** Opening RECORD EXTRACTS block **

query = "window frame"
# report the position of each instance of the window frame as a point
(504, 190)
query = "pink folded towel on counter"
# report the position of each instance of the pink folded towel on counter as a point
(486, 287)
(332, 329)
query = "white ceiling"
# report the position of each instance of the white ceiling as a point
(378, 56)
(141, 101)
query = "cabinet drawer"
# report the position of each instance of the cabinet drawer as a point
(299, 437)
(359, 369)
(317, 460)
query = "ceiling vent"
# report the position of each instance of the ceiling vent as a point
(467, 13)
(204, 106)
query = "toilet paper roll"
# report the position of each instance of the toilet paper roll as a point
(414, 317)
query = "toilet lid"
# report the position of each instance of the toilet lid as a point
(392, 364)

** Closing RECORD EXTRACTS block **

__REQUIRED ACTION__. Print out the complete data above, character for character.

__RESULT OF THE TASK__.
query = "window frame"
# report the position of each instance of the window frame as a point
(504, 190)
query = "pink folded towel on counter"
# report the position of each instance of the pink folded towel on counter as a point
(486, 287)
(332, 329)
query = "white ceiling"
# report the position of each instance of the white ceiling as a point
(378, 56)
(141, 101)
query = "cabinet drawer"
# report the position of each instance of the cabinet drawer as a point
(299, 437)
(359, 369)
(317, 460)
query = "ceiling vent"
# report the position of each instance of the ceiling vent as a point
(467, 13)
(204, 106)
query = "toilet paper roll"
# report the position of each instance of the toilet paper roll as a point
(414, 317)
query = "toilet lid"
# report the position of each instance of the toilet lid as a point
(392, 364)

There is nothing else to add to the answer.